In [1]:
import numpy as np
from fastdtw import fastdtw
from sklearn.base import BaseEstimator, ClassifierMixin

In [2]:
class KnnDtwClassifier(BaseEstimator, ClassifierMixin):
    """pehle DTW laga kr distance nikaal re
    fir dekhre ki konsa sbse paas hai using k nearest neighbour
    mai personally 3 nearest neighbour nikaal kr usme nearest na dekh k majority pick kr raha
    fastdtw use kar re kyuki??? obviously wo fast hai isliye...
    pip install fastdtw
    or if we dont want fast then
    pip install dtw-python
    """
    def __init__(self, n_neighbors=1):
        self.n_neighbors = n_neighbors
        self.features = []
        self.labels = []

    def get_distance(self, x, y):
        return fastdtw(x, y)[0]

    def fit(self, X, y=None):
        for index, l in enumerate(y):
            self.features.append(X[index])
            self.labels.append(l)
        return self

    def predict(self, X):
        dist = np.array([self.get_distance(X, seq) for seq in self.features])
        indices = dist.argsort()[:self.n_neighbors]
        return np.array(self.labels)[indices]

    def predict_ext(self, X):
        dist = np.array([self.get_distance(X, seq) for seq in self.features])
        indices = dist.argsort()[:self.n_neighbors]
        return (dist[indices],
                indices)

In [3]:
import pandas as pd
import numpy as np
import os

train_labels = []
test_labels = []
train_data_raw = []
train_data_hist = []
test_data_raw = []
test_data_hist = []

# Utility function for normalizing numpy arrays
def normalize(v):
    norm = np.linalg.norm(v)
    if norm == 0:
        return v
    return v / norm

# Loading all data for training and testing from TXT files
def load_data():
    for d in os.listdir("data"):
        for f in os.listdir(os.path.join("data", d)):
            if f.startswith("TEST"):
                train_labels.append(d)
                tr = normalize(np.ravel(pd.read_csv(os.path.join("data", d, f),
                                                    delim_whitespace=True,
                                                    header=None)))
                train_data_raw.append(tr)
                train_data_hist.append(np.histogram(tr, bins=20)[0])
            else:
                test_labels.append(d)
                td = normalize(np.ravel(pd.read_csv(os.path.join("data", d, f),
                                                delim_whitespace=True,
                                                header=None)))
                test_data_raw.append(td)
                test_data_hist.append(np.histogram(td, bins=20)[0])

In [4]:
load_data()

## Data lines:
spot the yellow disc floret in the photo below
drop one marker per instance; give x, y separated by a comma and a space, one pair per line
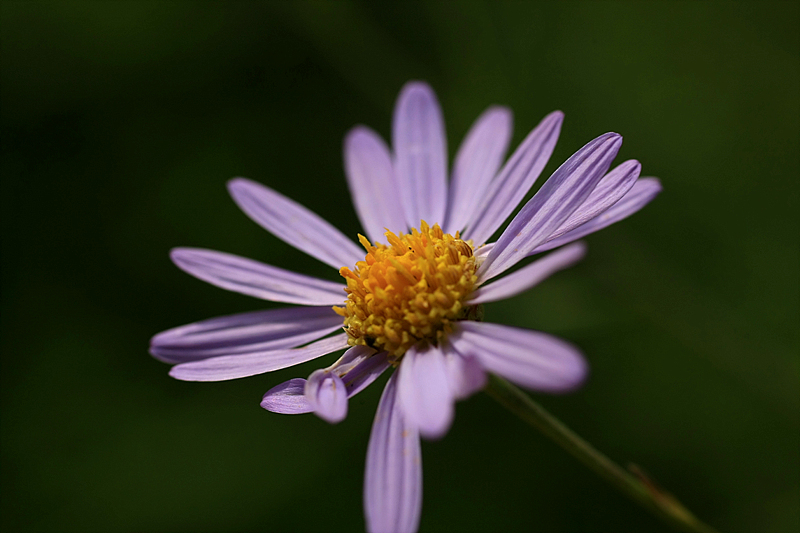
409, 291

## To-do list:
a) Duplicate the part of the DTW notebook that opens with the words containing "# Loading all" and closes with "train_data_raw.append(tr)".
b) In the DTW notebook, what default value does the KnnDtwClassifier constructor assign to n_neighbors?
Rely only on the DTW notebook.

## Responses in order:
a)
# Loading all data for training and testing from TXT files
def load_data():
    for d in os.listdir("data"):
        for f in os.listdir(os.path.join("data", d)):
            if f.startswith("TEST"):
                train_labels.append(d)
                tr = normalize(np.ravel(pd.read_csv(os.path.join("data", d, f),
                                                    delim_whitespace=True,
                                                    header=None)))
                train_data_raw.append(tr)

b) It defaults to 1.